━━━━━ WORKING DATA

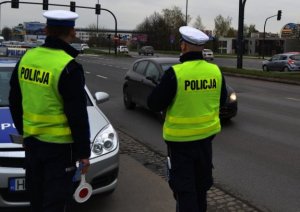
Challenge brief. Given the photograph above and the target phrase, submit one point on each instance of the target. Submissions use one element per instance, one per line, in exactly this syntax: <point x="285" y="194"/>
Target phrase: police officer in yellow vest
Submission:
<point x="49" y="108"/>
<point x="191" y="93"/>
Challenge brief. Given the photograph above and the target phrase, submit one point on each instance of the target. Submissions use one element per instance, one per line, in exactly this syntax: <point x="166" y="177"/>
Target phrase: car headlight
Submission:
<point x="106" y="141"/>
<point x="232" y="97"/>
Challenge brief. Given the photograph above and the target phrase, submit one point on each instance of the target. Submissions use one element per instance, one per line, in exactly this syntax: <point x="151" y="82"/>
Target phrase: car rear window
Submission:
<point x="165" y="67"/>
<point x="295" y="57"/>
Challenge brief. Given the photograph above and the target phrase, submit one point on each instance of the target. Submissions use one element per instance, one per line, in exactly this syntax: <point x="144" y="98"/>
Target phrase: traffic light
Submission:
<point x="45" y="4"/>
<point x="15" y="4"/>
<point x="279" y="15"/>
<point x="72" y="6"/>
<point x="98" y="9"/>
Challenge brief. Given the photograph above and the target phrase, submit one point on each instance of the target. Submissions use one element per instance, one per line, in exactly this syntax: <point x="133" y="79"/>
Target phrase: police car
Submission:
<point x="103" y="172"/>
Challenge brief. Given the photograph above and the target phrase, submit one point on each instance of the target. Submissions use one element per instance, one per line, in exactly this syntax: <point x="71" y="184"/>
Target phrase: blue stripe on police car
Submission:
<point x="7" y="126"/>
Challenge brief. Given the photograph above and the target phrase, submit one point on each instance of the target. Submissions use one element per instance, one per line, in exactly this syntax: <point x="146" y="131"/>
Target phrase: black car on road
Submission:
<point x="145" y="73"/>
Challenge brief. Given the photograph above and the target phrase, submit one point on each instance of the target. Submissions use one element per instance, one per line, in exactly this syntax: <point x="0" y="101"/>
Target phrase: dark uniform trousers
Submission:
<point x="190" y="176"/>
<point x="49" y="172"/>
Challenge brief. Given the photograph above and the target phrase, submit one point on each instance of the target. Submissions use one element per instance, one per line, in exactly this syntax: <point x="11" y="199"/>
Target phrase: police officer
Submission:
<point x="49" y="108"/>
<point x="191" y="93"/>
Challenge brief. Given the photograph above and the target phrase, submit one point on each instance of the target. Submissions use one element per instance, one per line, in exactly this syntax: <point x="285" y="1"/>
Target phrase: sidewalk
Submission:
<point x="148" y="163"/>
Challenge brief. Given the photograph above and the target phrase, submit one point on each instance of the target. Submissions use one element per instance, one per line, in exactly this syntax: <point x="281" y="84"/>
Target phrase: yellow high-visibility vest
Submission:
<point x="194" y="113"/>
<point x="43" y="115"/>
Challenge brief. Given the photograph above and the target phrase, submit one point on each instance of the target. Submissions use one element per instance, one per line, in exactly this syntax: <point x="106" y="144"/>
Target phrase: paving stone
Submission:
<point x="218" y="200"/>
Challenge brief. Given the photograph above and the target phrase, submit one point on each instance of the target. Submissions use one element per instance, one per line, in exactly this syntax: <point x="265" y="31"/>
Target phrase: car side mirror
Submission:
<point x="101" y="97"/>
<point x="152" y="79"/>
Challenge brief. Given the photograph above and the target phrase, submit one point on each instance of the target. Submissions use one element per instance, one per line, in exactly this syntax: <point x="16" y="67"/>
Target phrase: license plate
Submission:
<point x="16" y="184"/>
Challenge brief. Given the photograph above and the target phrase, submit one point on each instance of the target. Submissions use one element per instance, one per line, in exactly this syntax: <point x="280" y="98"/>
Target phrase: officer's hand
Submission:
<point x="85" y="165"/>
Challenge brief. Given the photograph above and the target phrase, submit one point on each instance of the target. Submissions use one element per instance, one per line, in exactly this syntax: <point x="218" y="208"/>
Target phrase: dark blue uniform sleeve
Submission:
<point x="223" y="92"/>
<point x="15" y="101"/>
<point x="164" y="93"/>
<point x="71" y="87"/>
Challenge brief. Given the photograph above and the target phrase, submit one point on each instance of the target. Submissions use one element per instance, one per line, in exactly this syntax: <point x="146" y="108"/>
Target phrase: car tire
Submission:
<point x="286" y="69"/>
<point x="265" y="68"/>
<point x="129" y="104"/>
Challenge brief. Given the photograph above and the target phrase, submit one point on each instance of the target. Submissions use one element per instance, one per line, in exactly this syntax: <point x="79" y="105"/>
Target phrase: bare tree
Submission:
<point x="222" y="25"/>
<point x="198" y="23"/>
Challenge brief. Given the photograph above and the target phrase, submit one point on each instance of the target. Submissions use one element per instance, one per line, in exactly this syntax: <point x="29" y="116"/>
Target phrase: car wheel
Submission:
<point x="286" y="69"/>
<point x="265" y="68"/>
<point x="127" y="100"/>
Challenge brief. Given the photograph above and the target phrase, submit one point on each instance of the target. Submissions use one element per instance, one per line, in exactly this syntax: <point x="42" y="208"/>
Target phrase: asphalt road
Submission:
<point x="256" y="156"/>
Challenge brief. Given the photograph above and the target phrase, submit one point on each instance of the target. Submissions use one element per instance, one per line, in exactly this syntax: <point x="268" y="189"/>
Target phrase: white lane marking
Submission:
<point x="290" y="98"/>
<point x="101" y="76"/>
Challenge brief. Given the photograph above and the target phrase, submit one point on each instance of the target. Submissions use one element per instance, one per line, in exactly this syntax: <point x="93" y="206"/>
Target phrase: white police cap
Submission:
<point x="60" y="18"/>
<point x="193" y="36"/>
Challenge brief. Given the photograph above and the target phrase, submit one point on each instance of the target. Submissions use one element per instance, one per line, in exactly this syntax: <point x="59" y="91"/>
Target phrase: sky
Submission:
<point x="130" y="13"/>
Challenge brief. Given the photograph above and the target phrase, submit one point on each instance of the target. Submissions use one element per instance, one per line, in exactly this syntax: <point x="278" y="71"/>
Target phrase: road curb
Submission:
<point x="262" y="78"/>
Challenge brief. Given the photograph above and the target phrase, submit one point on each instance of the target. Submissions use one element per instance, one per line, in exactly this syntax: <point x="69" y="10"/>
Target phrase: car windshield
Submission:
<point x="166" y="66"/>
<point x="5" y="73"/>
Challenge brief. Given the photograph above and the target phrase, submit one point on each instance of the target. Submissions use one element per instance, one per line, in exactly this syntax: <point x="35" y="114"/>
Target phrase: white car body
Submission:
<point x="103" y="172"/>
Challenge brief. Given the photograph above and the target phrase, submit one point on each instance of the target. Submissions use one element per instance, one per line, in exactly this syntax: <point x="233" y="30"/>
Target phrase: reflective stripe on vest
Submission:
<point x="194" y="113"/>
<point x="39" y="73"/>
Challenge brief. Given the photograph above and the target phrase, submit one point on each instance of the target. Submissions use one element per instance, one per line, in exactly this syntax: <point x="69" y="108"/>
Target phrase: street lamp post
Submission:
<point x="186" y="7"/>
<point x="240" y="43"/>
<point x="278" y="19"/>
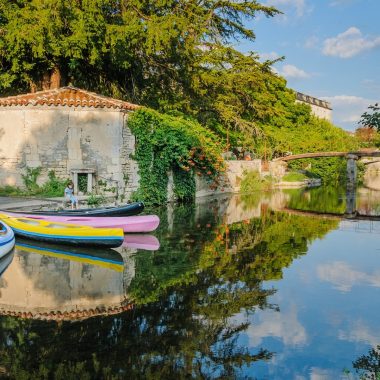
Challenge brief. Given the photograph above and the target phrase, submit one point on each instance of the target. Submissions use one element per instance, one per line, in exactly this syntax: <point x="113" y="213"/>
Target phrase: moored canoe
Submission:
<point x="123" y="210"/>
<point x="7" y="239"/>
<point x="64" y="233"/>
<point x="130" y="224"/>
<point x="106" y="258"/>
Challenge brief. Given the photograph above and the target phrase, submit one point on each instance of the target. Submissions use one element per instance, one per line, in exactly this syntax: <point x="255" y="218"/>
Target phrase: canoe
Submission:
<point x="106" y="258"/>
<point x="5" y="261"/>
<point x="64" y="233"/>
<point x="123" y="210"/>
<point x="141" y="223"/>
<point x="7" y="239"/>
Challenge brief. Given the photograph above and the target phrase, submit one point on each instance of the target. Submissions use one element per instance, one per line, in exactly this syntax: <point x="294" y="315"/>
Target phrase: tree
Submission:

━━━━━━━━━━

REQUIRED WORK:
Pictures excluded, repeat the material above from its first line through the line containing "Target phrase: black car on road", both included.

TASK RESPONSE:
Challenge brief. Given the photograph above and the target phrase, submit one point on each instance of the target. Submissions use one element per instance, one per line, in exactly this syntax: <point x="285" y="194"/>
Target phrase: police officer in yellow vest
Submission:
<point x="49" y="108"/>
<point x="191" y="93"/>
Challenge brief. Given the photograph above and the target phrase, submit one point on each instance of the target. Submissions use one element per instance, one per line, in exactly this syntax: <point x="166" y="177"/>
Target phrase: car headlight
Submission:
<point x="106" y="141"/>
<point x="232" y="97"/>
Challenge brief. Given the photograph above and the target phrase, submit one point on each instance of the target. Submissions use one element per instance, one per line, in exactly this syntax: <point x="151" y="82"/>
Target phrase: car rear window
Submission:
<point x="165" y="67"/>
<point x="295" y="57"/>
Challenge brief. Given the photograph above and the target phrase, submit one point on each instance of the target. Submissions use one element per instance, one per line, in exactly this syntax: <point x="144" y="98"/>
Target phrase: traffic light
Submission:
<point x="45" y="4"/>
<point x="15" y="4"/>
<point x="279" y="15"/>
<point x="72" y="6"/>
<point x="98" y="9"/>
Challenge brief. Given the photograph above and the target phrase, submit one point on each instance of the target. Submissions use one element per instance, one per line, in exactly this syntax: <point x="133" y="79"/>
Target phrase: police car
Submission:
<point x="103" y="172"/>
Challenge brief. Given the photograph above and the target phrase, submit one point on each instance of the target. Submissions use one element per instance, one per line, in exactly this syntax: <point x="71" y="184"/>
Target phrase: blue stripe on police car
Submission:
<point x="7" y="126"/>
Challenge brief. Given the photograph above and the target phrase, submit one point on each instance of the target. Submissions use one element per instance, one per line, in exactly this syntax: <point x="146" y="131"/>
Target phrase: black car on road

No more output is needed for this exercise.